[Point localization data]
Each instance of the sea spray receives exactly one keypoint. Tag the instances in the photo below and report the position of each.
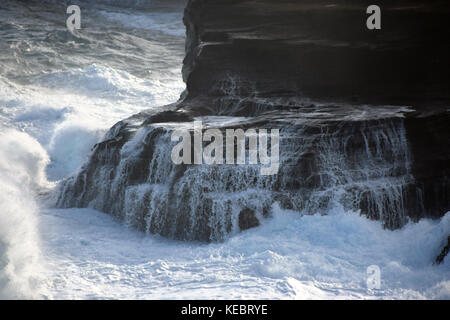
(22, 173)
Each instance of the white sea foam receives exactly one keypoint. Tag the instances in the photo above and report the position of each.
(22, 165)
(290, 256)
(78, 253)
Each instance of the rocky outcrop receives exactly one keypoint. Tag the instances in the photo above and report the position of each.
(440, 258)
(363, 118)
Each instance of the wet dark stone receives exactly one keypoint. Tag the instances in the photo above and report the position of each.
(248, 219)
(303, 66)
(440, 258)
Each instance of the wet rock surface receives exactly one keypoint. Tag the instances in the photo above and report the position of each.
(363, 118)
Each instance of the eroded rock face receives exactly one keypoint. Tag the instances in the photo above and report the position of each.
(363, 119)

- **What needs to be done**:
Your copy must reproduce the entries above in full, without their pictures.

- **Written solution**:
Each instance of the sea spray receives exactly one keypoint. Tag the instances in the photo below and report the position of each.
(22, 173)
Each instance of the white sea foam receives exactly one keypoint. Tag the instances in the photo above and report the position of each.
(22, 165)
(290, 256)
(78, 253)
Each instance of the rocky outcrop receives exactly one keypoint. Tag the instances in the photo above and report the position of each.
(440, 258)
(363, 118)
Each instance of the wet dark stone receives exactly one keypoint. Tag the instances in the photo above and report the position of each.
(248, 219)
(303, 66)
(440, 258)
Each instance of the wet rock surface receives exactly one keypoint. Tag the instances in the photo above and report the position of each.
(363, 118)
Each instance of the eroded rock face receives exactly one keypoint. Tag the instances in the photo above and report the position of each.
(363, 119)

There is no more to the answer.